• [Stated task]: Convert every line of the records below into a Markdown table with a Number column for the row number and an Entry column for the line itself. Leave out blank lines.

start The data

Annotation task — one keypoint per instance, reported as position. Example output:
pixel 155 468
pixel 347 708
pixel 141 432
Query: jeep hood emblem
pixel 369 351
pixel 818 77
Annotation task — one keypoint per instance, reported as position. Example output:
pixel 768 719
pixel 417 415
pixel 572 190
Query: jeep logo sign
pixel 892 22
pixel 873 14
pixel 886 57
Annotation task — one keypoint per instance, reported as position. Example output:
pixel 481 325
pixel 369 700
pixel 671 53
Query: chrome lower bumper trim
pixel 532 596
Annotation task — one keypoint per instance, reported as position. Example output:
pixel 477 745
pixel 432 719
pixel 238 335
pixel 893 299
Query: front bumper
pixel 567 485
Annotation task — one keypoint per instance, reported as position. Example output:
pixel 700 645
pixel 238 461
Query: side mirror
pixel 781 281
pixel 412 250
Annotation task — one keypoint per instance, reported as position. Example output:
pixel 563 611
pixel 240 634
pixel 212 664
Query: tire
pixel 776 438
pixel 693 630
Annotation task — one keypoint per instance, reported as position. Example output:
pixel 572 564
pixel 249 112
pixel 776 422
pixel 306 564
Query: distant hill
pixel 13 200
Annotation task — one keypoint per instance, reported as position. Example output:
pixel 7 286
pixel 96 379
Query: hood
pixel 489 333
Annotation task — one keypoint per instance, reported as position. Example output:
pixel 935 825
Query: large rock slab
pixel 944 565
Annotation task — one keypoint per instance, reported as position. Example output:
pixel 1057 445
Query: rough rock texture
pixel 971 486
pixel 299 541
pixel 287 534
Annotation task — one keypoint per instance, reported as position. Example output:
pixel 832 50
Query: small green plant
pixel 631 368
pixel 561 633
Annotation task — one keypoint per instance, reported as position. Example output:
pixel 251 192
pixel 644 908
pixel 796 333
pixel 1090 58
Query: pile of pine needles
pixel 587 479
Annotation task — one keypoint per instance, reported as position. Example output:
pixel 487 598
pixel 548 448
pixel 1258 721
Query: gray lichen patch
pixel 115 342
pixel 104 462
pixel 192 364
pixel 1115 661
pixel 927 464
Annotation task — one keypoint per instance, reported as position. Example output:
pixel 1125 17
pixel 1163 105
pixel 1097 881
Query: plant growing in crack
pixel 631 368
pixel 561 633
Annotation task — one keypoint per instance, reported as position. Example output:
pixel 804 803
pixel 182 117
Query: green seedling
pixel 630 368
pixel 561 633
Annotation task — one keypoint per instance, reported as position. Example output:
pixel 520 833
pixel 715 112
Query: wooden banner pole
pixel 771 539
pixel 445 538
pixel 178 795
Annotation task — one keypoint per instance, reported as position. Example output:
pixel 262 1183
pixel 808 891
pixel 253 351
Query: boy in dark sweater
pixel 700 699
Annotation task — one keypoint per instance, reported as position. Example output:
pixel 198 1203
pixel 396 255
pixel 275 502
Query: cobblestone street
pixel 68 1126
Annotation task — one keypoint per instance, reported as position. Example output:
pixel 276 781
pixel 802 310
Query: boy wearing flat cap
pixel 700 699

end The data

• [Written response]:
| Number | Entry |
|---|---|
| 1 | Annotation task — one keypoint per instance, reported as position. Example output: |
| 2 | pixel 155 468 |
| 3 | pixel 347 708 |
| 4 | pixel 141 432 |
| 5 | Query: jeep hood emblem |
| 6 | pixel 369 351 |
| 7 | pixel 818 77 |
| 8 | Annotation task — one keypoint per instance, reported as position. Example output: |
| 9 | pixel 768 719 |
| 10 | pixel 417 415 |
| 11 | pixel 572 190 |
| 12 | Query: jeep logo sign |
| 13 | pixel 892 22 |
| 14 | pixel 873 14 |
| 15 | pixel 886 57 |
| 16 | Annotation task — one keypoint per instance, reported as position. Example output: |
| 17 | pixel 481 325 |
| 18 | pixel 369 700 |
| 19 | pixel 671 53 |
| 20 | Query: chrome lower bumper trim |
| 21 | pixel 532 596 |
| 22 | Annotation task — one keypoint per instance, reported as position. Example output: |
| 23 | pixel 477 745 |
| 24 | pixel 432 719 |
| 25 | pixel 238 335 |
| 26 | pixel 893 299 |
| 27 | Query: front bumper |
| 28 | pixel 567 485 |
| 29 | Annotation task — one keypoint per instance, reported as position. Example output: |
| 30 | pixel 700 645 |
| 31 | pixel 238 461 |
| 32 | Query: side mirror |
| 33 | pixel 781 281 |
| 34 | pixel 412 250 |
| 35 | Annotation task — one keypoint per instance, reported as position. Example output: |
| 36 | pixel 563 611 |
| 37 | pixel 240 634 |
| 38 | pixel 212 664 |
| 39 | Query: tire |
| 40 | pixel 776 438 |
| 41 | pixel 693 630 |
| 42 | Annotation task — one keypoint per instance, reported as position. Example output: |
| 43 | pixel 572 564 |
| 44 | pixel 249 112 |
| 45 | pixel 776 422 |
| 46 | pixel 306 564 |
| 47 | Query: distant hill |
| 48 | pixel 13 200 |
| 49 | Annotation task — one keypoint per instance, reported as position. Example output: |
| 50 | pixel 7 286 |
| 51 | pixel 96 379 |
| 52 | Query: hood |
| 53 | pixel 489 333 |
| 54 | Annotation task — one keypoint per instance, reported as position. Example output: |
| 55 | pixel 935 825 |
| 56 | Query: large rock slab |
| 57 | pixel 944 565 |
| 58 | Annotation task — one keypoint per instance, reported as position. Example output: |
| 59 | pixel 1057 445 |
| 60 | Query: rough rock texture |
| 61 | pixel 971 486 |
| 62 | pixel 299 541 |
| 63 | pixel 287 534 |
| 64 | Annotation task — one keypoint per instance, reported as position. Example output: |
| 65 | pixel 832 50 |
| 66 | Query: small green plant |
| 67 | pixel 631 368 |
| 68 | pixel 561 633 |
| 69 | Annotation task — one keypoint per instance, reported as position. Example output: |
| 70 | pixel 251 192 |
| 71 | pixel 644 908 |
| 72 | pixel 796 333 |
| 73 | pixel 1090 58 |
| 74 | Query: pile of pine needles |
| 75 | pixel 587 479 |
| 76 | Annotation task — one keypoint per instance, reported as position. Example output: |
| 77 | pixel 487 598 |
| 78 | pixel 548 448 |
| 79 | pixel 1258 721 |
| 80 | Query: gray lichen patch |
| 81 | pixel 115 342 |
| 82 | pixel 104 462 |
| 83 | pixel 192 364 |
| 84 | pixel 1115 661 |
| 85 | pixel 927 464 |
| 86 | Annotation task — one keypoint per instance, reported as position. Example output: |
| 87 | pixel 1125 17 |
| 88 | pixel 1163 105 |
| 89 | pixel 1097 881 |
| 90 | Query: plant growing in crack |
| 91 | pixel 631 368 |
| 92 | pixel 561 633 |
| 93 | Annotation task — one keypoint per instance, reported as position. Example output: |
| 94 | pixel 804 803 |
| 95 | pixel 182 117 |
| 96 | Query: green seedling |
| 97 | pixel 630 368 |
| 98 | pixel 561 633 |
| 99 | Annotation task — one keypoint per instance, reported as position. Example output: |
| 100 | pixel 520 833 |
| 101 | pixel 715 112 |
| 102 | Query: wooden banner pole |
| 103 | pixel 771 539 |
| 104 | pixel 445 538 |
| 105 | pixel 178 795 |
| 106 | Annotation task — one keypoint per instance, reported as position. Example output: |
| 107 | pixel 262 1183 |
| 108 | pixel 808 891 |
| 109 | pixel 253 351 |
| 110 | Query: boy in dark sweater |
| 111 | pixel 700 699 |
| 112 | Annotation task — one keypoint per instance, reported as position. Example output: |
| 113 | pixel 198 1203 |
| 114 | pixel 396 255 |
| 115 | pixel 275 502 |
| 116 | Query: cobblestone street |
| 117 | pixel 68 1126 |
| 118 | Annotation task — one keypoint per instance, reported as position. Example output: |
| 119 | pixel 276 781 |
| 120 | pixel 802 310 |
| 121 | Query: boy wearing flat cap |
| 122 | pixel 700 699 |